• [DATA SHOWN]
┌──

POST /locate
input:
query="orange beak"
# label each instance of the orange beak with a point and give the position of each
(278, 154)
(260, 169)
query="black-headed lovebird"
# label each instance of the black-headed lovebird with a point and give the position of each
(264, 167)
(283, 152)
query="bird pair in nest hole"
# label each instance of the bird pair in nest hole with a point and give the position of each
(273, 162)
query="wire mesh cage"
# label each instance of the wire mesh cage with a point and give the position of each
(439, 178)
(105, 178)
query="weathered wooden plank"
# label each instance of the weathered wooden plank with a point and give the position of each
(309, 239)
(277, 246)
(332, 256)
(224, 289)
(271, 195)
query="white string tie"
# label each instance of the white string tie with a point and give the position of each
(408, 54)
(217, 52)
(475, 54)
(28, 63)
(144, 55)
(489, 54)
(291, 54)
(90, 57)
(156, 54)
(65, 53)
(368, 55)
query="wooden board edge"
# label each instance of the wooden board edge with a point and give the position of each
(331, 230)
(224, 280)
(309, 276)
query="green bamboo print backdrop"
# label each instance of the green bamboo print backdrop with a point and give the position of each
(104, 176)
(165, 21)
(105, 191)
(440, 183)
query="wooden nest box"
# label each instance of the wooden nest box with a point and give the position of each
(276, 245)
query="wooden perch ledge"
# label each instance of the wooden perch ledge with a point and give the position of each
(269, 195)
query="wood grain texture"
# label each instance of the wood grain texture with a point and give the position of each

└──

Wherever the word "grain" appears in a line of the data above, copy that line.

• [ANSWER FOR THE TASK]
query="wood grain texture"
# label each instance of the wood grain texture with a point and give the position of each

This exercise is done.